**THE DATA**
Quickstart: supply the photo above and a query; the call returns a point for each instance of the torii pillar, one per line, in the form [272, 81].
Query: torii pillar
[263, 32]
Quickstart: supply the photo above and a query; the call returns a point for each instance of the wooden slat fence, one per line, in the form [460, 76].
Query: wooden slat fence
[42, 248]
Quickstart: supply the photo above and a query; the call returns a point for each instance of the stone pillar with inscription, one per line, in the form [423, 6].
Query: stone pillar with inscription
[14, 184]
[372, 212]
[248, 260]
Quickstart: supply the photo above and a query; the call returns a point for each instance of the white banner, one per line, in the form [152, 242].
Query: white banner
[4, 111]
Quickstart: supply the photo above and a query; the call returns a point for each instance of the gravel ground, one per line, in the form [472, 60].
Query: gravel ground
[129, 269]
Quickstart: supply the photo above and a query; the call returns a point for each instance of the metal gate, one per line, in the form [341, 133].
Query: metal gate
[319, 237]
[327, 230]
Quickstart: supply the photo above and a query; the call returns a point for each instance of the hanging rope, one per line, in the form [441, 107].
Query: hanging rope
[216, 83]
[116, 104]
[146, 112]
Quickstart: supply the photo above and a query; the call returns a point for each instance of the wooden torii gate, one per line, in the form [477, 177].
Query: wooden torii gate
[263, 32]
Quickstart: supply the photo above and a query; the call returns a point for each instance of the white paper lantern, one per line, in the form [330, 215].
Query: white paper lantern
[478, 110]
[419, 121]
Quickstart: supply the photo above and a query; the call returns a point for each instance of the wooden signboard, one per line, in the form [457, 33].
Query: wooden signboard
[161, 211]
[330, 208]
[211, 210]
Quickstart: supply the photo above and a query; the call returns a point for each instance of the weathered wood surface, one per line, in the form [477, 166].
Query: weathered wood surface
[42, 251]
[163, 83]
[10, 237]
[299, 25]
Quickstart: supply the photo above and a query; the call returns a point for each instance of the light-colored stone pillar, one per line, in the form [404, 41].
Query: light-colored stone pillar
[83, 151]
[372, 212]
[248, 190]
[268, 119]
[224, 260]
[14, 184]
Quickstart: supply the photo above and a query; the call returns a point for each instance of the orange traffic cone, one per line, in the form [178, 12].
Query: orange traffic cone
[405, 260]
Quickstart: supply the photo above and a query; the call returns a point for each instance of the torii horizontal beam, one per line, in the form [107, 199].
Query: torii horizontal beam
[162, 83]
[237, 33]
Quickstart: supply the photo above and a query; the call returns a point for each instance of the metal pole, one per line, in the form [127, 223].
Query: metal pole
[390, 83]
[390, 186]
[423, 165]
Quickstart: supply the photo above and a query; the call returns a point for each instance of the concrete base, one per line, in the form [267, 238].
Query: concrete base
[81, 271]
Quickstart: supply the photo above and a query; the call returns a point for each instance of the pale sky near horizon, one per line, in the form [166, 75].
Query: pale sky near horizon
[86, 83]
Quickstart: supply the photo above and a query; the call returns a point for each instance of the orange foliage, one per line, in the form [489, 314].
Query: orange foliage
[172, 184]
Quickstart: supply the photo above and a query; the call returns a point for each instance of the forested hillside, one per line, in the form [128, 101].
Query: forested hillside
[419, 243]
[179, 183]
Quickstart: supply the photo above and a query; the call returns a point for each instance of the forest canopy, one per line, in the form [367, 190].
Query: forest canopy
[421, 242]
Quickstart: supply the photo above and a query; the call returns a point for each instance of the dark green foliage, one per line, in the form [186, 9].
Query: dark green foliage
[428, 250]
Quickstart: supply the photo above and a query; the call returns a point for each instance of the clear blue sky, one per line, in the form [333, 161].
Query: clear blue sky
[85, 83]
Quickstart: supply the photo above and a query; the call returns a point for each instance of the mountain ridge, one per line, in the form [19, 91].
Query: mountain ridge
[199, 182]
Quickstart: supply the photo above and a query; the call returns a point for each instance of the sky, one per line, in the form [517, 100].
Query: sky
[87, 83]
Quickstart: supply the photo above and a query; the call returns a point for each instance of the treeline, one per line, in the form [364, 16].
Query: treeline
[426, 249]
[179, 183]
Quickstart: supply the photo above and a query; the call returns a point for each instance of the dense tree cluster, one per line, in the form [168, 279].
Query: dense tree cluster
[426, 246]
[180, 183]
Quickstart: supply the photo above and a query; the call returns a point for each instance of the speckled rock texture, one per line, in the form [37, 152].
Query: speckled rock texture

**REQUEST**
Quote every line of the data, word for word.

**WORKED ANSWER**
Quickstart: supply the photo above and a query; the call returns a point for each instance of the torii pillar, one per line, in the form [272, 81].
Query: torii pillar
[263, 32]
Quickstart: supply the photo above and a query; the call returns a point for each instance of the wooden slat fence, one per line, in the form [460, 76].
Query: wooden slat fence
[42, 248]
Quickstart: supply the photo above and a query; the call returns a point for each instance of the stone pillar with inscription, one per line, in the form [423, 6].
Query: stone pillar with inscription
[14, 184]
[372, 212]
[248, 260]
Quickstart: supply the photo above and a query; the call returns a point for each instance of the white banner, one per line, in the form [152, 242].
Query: white banner
[4, 111]
Quickstart: supply the photo above and a query; the call returns a point for each instance of the gravel ground, one per line, in the form [472, 60].
Query: gravel ground
[129, 269]
Quickstart: supply the photo above and a query; the call returns a point for each instance of the metal gate, one per line, in the form [341, 133].
Query: metal gate
[319, 237]
[327, 230]
Quickstart: supply the photo above and a query; the call returns a point for each instance of the hanging rope, one per line, in the form [441, 107].
Query: hanging rope
[216, 83]
[116, 104]
[146, 112]
Quickstart: supply the photo above and a query; the call returns a point for each instance of the wooden torii gate, one per line, in the form [477, 177].
Query: wooden torii gate
[263, 32]
Quickstart: supply the photo above and a query; the call returns a point for each instance of the white paper lantern, one per line, in the form [330, 215].
Query: white paper lantern
[478, 110]
[419, 121]
Quickstart: supply the photo above and a query; the call returns a point for each instance of the wooden signboard, one per line, in the form [457, 33].
Query: wooden signboard
[161, 211]
[330, 208]
[211, 210]
Quickstart: supply the photo above and a query; the call returns a point for each instance of the weathered wood surface, one per line, in the form [477, 166].
Query: weathered wood surface
[42, 251]
[163, 83]
[10, 237]
[299, 25]
Quickstart: supply the photo above and a query; the call returns a point for each instance of the light-colored stone pillar, one per line, in the form [404, 41].
Query: light-colored stone pillar
[83, 151]
[372, 212]
[248, 190]
[268, 119]
[224, 260]
[14, 184]
Quickstart: supply the photo above and a query; the call returns a point for each instance of the orange traffic cone, one per line, in the form [178, 12].
Query: orange traffic cone
[405, 260]
Quickstart: supply the photo above and a query; the call returns a point for each instance of the torii horizontal beam, one per line, in the form [107, 199].
Query: torii horizontal beam
[162, 83]
[237, 33]
Quickstart: supply the photo above and a query; the call returns a point for each instance of the metal pole, one per line, in the form [127, 223].
Query: metal pole
[390, 83]
[390, 186]
[423, 165]
Quickstart: supply the photo above and a query; the call returns a point for each instance of the concrete base, one per line, in the form [267, 238].
Query: concrete base
[81, 271]
Quickstart: supply the photo above and a query; the call returns a point for each instance of the pale sky near horizon, one per line, in the form [166, 75].
Query: pale sky near horizon
[86, 83]
Quickstart: supply the photo above and a query; the call returns a point for each instance of the orange foliage, one per line, in the form [489, 314].
Query: orange foliage
[172, 184]
Quickstart: supply the photo above and a query; the call returns a point for each instance of the forested hillside, one per line, in the form [128, 101].
Query: forested hillside
[419, 243]
[179, 183]
Quickstart: supply the photo above and a query; the call returns a point for each instance of the forest canopy, one per line, in the form [367, 190].
Query: forest canopy
[421, 242]
Quickstart: supply the photo above and a query; the call returns a point for each instance of the dark green foliage, one per line, in the form [186, 9].
Query: dark green foliage
[428, 250]
Quickstart: supply the photo above and a query; the call returns a point for each instance of the clear blue sky, one per line, in the form [333, 161].
Query: clear blue sky
[85, 83]
Quickstart: supply the photo above and a query; the call returns a point for each instance of the mountain ridge, one per line, in the form [19, 91].
Query: mountain ridge
[199, 182]
Quickstart: supply the photo above and a query; the call returns a point for each instance of the sky, one per line, in the form [517, 100].
Query: sky
[87, 83]
Quickstart: supply the photo above and a query; the call returns a point for each instance of the treeline, one per line, in the form [364, 16].
Query: treeline
[426, 249]
[179, 183]
Quickstart: supply the photo above and a query; the call returns a point for each instance of the dense tree cluster, one per line, in the form [168, 279].
Query: dense tree cluster
[426, 246]
[180, 183]
Quickstart: supply the photo above and a query; the call returns a point for each instance of the speckled rock texture, one per line, in the form [37, 152].
Query: speckled rock texture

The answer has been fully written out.